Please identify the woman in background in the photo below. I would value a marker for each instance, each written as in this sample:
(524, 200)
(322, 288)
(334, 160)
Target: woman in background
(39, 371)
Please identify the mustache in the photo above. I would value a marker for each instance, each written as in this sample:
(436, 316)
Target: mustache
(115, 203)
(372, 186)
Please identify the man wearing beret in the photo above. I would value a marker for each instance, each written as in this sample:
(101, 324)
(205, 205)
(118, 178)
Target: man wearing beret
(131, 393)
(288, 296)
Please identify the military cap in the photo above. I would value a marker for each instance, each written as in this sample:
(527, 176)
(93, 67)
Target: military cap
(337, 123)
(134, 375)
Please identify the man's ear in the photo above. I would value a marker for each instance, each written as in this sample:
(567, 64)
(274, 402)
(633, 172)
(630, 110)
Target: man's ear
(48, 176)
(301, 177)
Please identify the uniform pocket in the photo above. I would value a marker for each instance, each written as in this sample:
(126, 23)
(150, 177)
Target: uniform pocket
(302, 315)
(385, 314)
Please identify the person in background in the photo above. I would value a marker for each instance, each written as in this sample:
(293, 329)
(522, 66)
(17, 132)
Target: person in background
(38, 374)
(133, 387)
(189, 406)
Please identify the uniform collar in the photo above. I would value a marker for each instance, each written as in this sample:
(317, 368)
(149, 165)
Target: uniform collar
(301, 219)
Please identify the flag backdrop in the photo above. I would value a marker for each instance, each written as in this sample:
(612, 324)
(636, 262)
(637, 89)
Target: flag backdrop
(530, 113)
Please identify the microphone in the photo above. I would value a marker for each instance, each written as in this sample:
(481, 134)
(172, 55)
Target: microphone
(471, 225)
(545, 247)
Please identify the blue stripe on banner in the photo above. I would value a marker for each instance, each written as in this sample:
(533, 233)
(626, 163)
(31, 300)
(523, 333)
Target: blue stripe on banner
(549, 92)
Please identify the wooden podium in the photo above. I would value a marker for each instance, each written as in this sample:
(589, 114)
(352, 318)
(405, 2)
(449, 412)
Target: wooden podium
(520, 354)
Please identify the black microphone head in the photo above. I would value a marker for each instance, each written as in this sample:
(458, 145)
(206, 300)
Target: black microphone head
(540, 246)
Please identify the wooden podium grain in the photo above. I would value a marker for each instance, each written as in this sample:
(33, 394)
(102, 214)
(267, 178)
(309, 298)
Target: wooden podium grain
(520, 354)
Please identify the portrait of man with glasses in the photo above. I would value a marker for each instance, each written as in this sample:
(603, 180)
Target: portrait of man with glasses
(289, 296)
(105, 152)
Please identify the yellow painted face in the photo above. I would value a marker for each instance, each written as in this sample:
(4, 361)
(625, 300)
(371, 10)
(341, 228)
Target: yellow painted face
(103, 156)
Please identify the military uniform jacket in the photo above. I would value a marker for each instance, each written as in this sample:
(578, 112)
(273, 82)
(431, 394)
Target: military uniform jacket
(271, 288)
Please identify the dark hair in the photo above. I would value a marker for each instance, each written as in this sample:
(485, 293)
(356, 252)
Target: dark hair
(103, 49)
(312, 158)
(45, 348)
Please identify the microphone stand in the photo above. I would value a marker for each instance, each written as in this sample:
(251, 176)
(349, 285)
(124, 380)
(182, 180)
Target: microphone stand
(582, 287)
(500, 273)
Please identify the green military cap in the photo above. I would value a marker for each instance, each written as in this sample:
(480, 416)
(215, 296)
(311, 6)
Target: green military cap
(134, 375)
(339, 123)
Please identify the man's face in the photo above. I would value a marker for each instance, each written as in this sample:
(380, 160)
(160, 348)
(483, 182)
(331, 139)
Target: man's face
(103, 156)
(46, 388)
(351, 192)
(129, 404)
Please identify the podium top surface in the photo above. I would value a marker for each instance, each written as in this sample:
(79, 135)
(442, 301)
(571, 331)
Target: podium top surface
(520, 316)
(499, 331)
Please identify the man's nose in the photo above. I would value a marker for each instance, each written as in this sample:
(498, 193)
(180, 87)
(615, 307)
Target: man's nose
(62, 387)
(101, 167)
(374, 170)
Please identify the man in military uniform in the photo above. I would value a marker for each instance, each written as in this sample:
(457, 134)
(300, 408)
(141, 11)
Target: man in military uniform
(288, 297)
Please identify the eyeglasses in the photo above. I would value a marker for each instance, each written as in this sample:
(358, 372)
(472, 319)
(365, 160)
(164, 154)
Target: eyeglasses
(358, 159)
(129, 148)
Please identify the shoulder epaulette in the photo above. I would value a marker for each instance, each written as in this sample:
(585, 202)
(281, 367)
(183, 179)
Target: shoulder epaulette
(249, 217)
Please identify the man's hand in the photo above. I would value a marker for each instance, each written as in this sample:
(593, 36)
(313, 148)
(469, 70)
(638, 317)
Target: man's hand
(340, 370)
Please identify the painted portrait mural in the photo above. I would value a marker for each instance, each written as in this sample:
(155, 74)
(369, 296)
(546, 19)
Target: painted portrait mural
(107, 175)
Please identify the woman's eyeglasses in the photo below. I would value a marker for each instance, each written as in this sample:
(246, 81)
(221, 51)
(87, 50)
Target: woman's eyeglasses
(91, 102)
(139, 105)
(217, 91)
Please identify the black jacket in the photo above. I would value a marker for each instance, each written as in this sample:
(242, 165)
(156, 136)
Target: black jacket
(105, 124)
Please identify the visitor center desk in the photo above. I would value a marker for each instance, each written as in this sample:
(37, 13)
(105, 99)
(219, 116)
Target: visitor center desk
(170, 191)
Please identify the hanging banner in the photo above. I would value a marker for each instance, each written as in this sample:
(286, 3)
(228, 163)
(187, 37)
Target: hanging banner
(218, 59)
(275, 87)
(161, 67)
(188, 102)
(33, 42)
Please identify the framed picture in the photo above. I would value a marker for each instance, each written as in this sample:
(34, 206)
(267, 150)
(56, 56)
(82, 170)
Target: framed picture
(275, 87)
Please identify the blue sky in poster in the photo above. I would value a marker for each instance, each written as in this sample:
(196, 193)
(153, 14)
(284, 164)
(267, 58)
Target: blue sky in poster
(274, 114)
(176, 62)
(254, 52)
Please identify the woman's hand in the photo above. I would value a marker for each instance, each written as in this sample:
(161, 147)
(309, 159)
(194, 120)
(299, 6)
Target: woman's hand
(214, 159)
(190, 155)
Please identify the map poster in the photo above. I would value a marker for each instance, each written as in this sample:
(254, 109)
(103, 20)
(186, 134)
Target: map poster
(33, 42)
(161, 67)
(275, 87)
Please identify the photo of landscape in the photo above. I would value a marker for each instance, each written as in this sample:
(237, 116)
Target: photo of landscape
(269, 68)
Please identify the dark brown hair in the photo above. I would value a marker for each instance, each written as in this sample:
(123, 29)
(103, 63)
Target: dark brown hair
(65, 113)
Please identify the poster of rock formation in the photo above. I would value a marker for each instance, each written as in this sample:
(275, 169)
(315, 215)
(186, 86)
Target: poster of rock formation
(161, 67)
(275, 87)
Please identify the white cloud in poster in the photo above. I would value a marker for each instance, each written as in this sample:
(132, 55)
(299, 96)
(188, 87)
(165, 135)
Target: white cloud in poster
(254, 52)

------------------------

Task description:
Copy each line above exactly as it stands.

Exercise result:
Please identify the woman in background in the photo below. I would value a marker for each instance, each written as in this sample:
(524, 200)
(322, 288)
(334, 160)
Target: woman in background
(39, 371)
Please identify the mustache in the photo above. I would value a marker for each instance, each written as in this sample:
(436, 316)
Target: mustache
(115, 203)
(372, 186)
Please identify the man wearing beret in the photo above. I would value a marker for each instance, each written as in this sample:
(101, 324)
(205, 205)
(118, 178)
Target: man wearing beret
(131, 393)
(288, 296)
Please identify the military cap in the photo above. I would value a marker for each instance, each written as in this sample:
(527, 176)
(93, 67)
Target: military cap
(337, 123)
(134, 375)
Please identify the man's ear in the photo above. I would value a marker for each instance, each written as in this sample:
(567, 64)
(274, 402)
(633, 172)
(630, 110)
Target: man's ear
(48, 176)
(301, 177)
Please identify the uniform pocket in the photo above. I would value a marker for each instance, each written as in this sample:
(126, 23)
(150, 177)
Target: uniform pocket
(302, 315)
(385, 314)
Please identify the person in background in the photo above. I would value a marker for each instance, each written as in this sample:
(293, 329)
(522, 66)
(17, 132)
Target: person in background
(38, 374)
(133, 387)
(189, 406)
Please identify the uniform collar in the photo above. I would value a marker for each instance, each written as in this sample:
(317, 368)
(149, 165)
Target: uniform collar
(301, 219)
Please identify the flag backdrop in the photo above. I would value a marker for each instance, each written as in this sample:
(612, 324)
(636, 262)
(637, 89)
Target: flag backdrop
(530, 113)
Please identify the microphone in the photo above. I would value a marker for each instance, each written as in this sample:
(481, 134)
(172, 55)
Target: microphone
(471, 225)
(545, 247)
Please identify the blue stripe on banner in the photo above. I would value a marker for each instance, each written as in this sample:
(533, 233)
(626, 163)
(31, 300)
(523, 333)
Target: blue stripe on banner
(549, 92)
Please identify the wooden podium in the photo above. I would value a marker for each instance, each written as in this sample:
(589, 114)
(352, 318)
(405, 2)
(449, 412)
Target: wooden podium
(520, 354)
Please identify the black microphone head in the photo above. I would value a marker for each instance, each written as in this sample:
(458, 145)
(206, 300)
Target: black microphone head
(540, 246)
Please identify the wooden podium grain in the photo above. I would value a marker for each instance, each written as in this sample:
(33, 394)
(102, 214)
(267, 178)
(309, 298)
Target: wooden podium grain
(520, 354)
Please identify the portrait of man with glasses in the photo above. I would value a marker for each instance, each written as in this sample:
(603, 180)
Target: portrait of man with glasses
(289, 296)
(105, 152)
Please identify the yellow painted face in the photo above. I would value a marker for each instance, each written as in this sample:
(4, 361)
(625, 300)
(371, 10)
(341, 228)
Target: yellow painted face
(103, 156)
Please identify the military uniform jacket in the photo above. I would value a marker for each instance, each written as in this sample:
(578, 112)
(273, 82)
(431, 394)
Target: military uniform jacket
(271, 288)
Please identify the dark hair in the photo above. I would value a marker for each instance, each written as in this sample:
(485, 293)
(356, 252)
Target: dark hair
(103, 49)
(312, 158)
(45, 348)
Please identify the microphone stand in the photo above. I would value a marker for each instance, each written as in this sample:
(251, 176)
(349, 285)
(124, 380)
(182, 180)
Target: microphone stand
(582, 287)
(500, 273)
Please identify the green military cap in the photo above. I would value a marker for each instance, each written as in this sample:
(480, 416)
(215, 296)
(311, 6)
Target: green military cap
(134, 375)
(339, 123)
Please identify the man's face in the photo above. I would value a marker for each instance, each written as in this sample:
(380, 160)
(160, 348)
(483, 182)
(331, 139)
Target: man's face
(103, 156)
(46, 388)
(351, 192)
(129, 404)
Please identify the podium top surface in the photo above. I would value a marker for each instance, each written as in this sample:
(79, 135)
(442, 301)
(571, 331)
Target: podium top surface
(520, 316)
(499, 331)
Please identify the man's nose in the photo above. I would value a marker for each instance, each written as in this sample:
(498, 193)
(180, 87)
(615, 307)
Target: man's nose
(62, 387)
(101, 167)
(374, 170)
Please identify the man in military uniform in the photo above. I would value a marker for each instance, each written as in this sample:
(457, 134)
(300, 408)
(141, 11)
Target: man in military uniform
(288, 297)
Please identify the eyeglasses in the photo above. I would value a marker for each instance, each written as in this sample:
(358, 372)
(472, 319)
(365, 160)
(164, 154)
Target: eyeglasses
(358, 159)
(129, 148)
Please identify the shoulder epaulette in the photo above. I would value a marker for each instance, each written as in this sample:
(585, 202)
(281, 367)
(183, 179)
Target: shoulder epaulette
(249, 217)
Please identify the man's hand in the photo above. I would value a marker for each instance, each written as in this sample:
(593, 36)
(313, 148)
(469, 70)
(638, 317)
Target: man's hand
(340, 370)
Please identify the painted portrait mural in the photo above. I would value a marker for each instance, each written as in this sample:
(155, 74)
(369, 296)
(546, 19)
Target: painted portrait mural
(107, 175)
Please identify the woman's eyeglasses in the photo below. I would value a marker for each instance, each written as in this sample:
(246, 81)
(221, 51)
(87, 50)
Target: woman's eyeglasses
(91, 102)
(139, 105)
(217, 91)
Please identify the black jacket in the photo above. I would value a marker for each instance, each written as in this sample:
(242, 165)
(156, 136)
Target: black jacket
(105, 124)
Please identify the visitor center desk in the photo above. I would value a marker for each instance, each written as in this sample:
(37, 13)
(105, 99)
(219, 116)
Target: visitor center desk
(170, 191)
Please identify the hanging banner in the photo above. I would value a marker for each instance, each written as in this sample:
(286, 3)
(228, 163)
(187, 37)
Target: hanging banner
(218, 59)
(275, 87)
(161, 67)
(188, 102)
(33, 42)
Please identify the framed picture in the photo above. I would value a marker for each instance, each written as in this sample:
(34, 206)
(267, 150)
(56, 56)
(82, 170)
Target: framed picture
(275, 87)
Please identify the blue sky in poster in the photo above. I would value a marker for each instance, each written as in this sample:
(196, 193)
(153, 14)
(284, 164)
(267, 58)
Target: blue sky in poster
(274, 114)
(176, 62)
(254, 52)
Please identify the woman's hand in the photo above. I would value a marker for each instance, each written as in this sample:
(161, 147)
(309, 159)
(194, 120)
(299, 6)
Target: woman's hand
(214, 159)
(190, 155)
Please identify the map poster in the photo above. I would value a marker for each instance, each written as in this sample:
(254, 109)
(103, 20)
(186, 134)
Target: map poster
(33, 42)
(161, 67)
(275, 87)
Please identify the photo of landscape in the photo above. I would value a marker for each instance, each written as in this sample:
(237, 116)
Target: photo of landscape
(269, 68)
Please identify the dark brown hair in the photo above. I would value a marker for each instance, each written as in this sample:
(123, 29)
(103, 63)
Target: dark brown hair
(65, 113)
Please identify the poster of rock formation in the photo above. I would value a marker for each instance, each written as in this sample:
(275, 169)
(315, 215)
(186, 86)
Target: poster of rock formation
(161, 67)
(275, 87)
Please identify the white cloud in poster in the photo above. I would value a marker for each instance, each written as in this sample:
(132, 55)
(299, 96)
(188, 87)
(165, 135)
Target: white cloud in poster
(254, 52)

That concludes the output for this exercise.